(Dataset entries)
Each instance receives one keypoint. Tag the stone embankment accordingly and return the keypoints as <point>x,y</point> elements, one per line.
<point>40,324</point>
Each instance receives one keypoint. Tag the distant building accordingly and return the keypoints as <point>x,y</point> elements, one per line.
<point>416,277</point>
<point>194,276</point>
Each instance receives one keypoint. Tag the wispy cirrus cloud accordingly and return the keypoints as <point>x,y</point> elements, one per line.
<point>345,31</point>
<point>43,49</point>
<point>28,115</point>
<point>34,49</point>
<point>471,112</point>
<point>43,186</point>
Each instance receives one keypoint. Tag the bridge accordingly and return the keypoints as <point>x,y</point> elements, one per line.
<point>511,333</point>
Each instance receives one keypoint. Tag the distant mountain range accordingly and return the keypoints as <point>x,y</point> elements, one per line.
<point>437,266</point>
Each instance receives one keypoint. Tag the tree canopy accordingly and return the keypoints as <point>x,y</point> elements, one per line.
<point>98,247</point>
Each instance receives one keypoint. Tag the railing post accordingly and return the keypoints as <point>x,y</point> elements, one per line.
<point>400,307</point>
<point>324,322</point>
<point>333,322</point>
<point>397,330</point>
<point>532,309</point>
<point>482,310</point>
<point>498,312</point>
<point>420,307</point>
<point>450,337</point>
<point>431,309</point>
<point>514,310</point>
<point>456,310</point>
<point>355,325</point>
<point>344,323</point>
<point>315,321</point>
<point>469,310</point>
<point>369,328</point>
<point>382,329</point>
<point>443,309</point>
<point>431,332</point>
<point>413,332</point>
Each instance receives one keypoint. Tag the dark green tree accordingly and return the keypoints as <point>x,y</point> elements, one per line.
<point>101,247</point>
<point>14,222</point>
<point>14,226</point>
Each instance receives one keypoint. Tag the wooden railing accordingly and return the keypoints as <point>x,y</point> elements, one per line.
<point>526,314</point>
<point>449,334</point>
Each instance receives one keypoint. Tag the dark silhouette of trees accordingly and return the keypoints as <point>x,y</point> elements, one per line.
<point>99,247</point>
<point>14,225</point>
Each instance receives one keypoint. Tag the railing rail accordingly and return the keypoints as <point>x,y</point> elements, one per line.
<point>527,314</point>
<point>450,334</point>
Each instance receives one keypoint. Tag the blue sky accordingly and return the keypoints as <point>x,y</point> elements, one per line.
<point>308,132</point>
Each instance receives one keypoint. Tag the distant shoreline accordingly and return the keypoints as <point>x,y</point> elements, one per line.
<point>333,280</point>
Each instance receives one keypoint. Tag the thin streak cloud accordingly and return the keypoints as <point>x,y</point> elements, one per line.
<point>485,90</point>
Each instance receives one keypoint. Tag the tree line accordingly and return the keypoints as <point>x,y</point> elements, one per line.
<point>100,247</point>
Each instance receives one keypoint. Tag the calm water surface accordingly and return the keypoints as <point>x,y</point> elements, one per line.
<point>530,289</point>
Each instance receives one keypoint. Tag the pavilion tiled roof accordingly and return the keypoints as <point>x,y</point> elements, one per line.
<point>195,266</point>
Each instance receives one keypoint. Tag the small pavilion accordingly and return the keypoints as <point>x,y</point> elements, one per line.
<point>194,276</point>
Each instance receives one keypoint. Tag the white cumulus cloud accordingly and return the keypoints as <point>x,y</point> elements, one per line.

* YOUR ASSIGNMENT: Your answer should be all of the records, transcribed exactly.

* EXERCISE RESULT:
Each instance receives one keypoint. Tag the stone embankment accordingly and return the keypoints as <point>x,y</point> elements, one per line.
<point>40,324</point>
Each instance receives one keypoint. Tag the distant building accordingly and return the keypoints as <point>x,y</point> elements, one per line.
<point>416,277</point>
<point>194,276</point>
Each instance receives one keypoint. Tag the wispy cirrus cloud accordingly and return the keypoints as <point>x,y</point> elements, one per line.
<point>345,31</point>
<point>43,49</point>
<point>28,115</point>
<point>34,49</point>
<point>471,112</point>
<point>43,186</point>
Each instance receives one keypoint. Tag the bridge accordingly and return the keypoints as <point>x,y</point> elements, one per line.
<point>511,333</point>
Each instance receives one keypoint. Tag the distant mountain range accordingly and return the keypoints as <point>x,y</point> elements, one per line.
<point>437,266</point>
Each instance receives one keypoint. Tag the tree canopy accordingly and return the keypoints as <point>x,y</point> elements, one per line.
<point>98,247</point>
Each instance receives one keypoint. Tag the railing post accordingly and return the keypoints as <point>x,y</point> elements, one per line.
<point>400,307</point>
<point>324,322</point>
<point>333,322</point>
<point>397,330</point>
<point>532,309</point>
<point>482,310</point>
<point>498,312</point>
<point>420,307</point>
<point>450,337</point>
<point>431,309</point>
<point>514,310</point>
<point>456,310</point>
<point>355,325</point>
<point>344,323</point>
<point>315,321</point>
<point>469,310</point>
<point>369,328</point>
<point>382,329</point>
<point>443,309</point>
<point>431,332</point>
<point>413,332</point>
Each instance receives one keypoint. Tag the dark green tree accordingly and return the keypoints as <point>x,y</point> elements, one per line.
<point>101,247</point>
<point>14,222</point>
<point>14,226</point>
Each instance receives one keypoint. Tag the wooden railing accordingly and return the keypoints as <point>x,y</point> elements, one per line.
<point>526,314</point>
<point>449,334</point>
Each instance receives one keypoint. Tag the dark silhouette of trees accordingly and return the keypoints as <point>x,y</point> elements, one per line.
<point>99,247</point>
<point>14,225</point>
Each instance receives one keypoint. Tag the railing rail accordingly and return the keypoints as <point>x,y</point> elements, one per line.
<point>527,314</point>
<point>450,334</point>
Each instance receives one keypoint. Tag the blue sky accordingly and return the keypoints as <point>x,y</point> elements, one per line.
<point>308,132</point>
Each instance receives one keypoint. Tag the distant shoreline accordingly and return the keypoints as <point>x,y</point> elements, one per line.
<point>333,280</point>
Each instance receives one keypoint. Tag the thin streak cloud accordingly and return the keypoints as <point>x,y</point> elements, one per line.
<point>485,90</point>
Each instance receives one keypoint. Tag the tree line accordingly and return the keypoints as <point>x,y</point> elements, one per line.
<point>100,247</point>
Each instance receives one keypoint. Tag the calm water surface accordingly and return the keypoints as <point>x,y</point> elements, one per line.
<point>530,289</point>
Each instance receives one keypoint. Tag the pavilion tiled roof accordingly and return the keypoints as <point>x,y</point> elements, one per line.
<point>195,266</point>
Each instance receives one keypoint. Tag the small pavilion accordingly and return the keypoints as <point>x,y</point> elements, one per line.
<point>194,276</point>
Each instance receives one keypoint. Tag the white cumulus cloud accordingly and return the keypoints as <point>x,y</point> elements, one per line.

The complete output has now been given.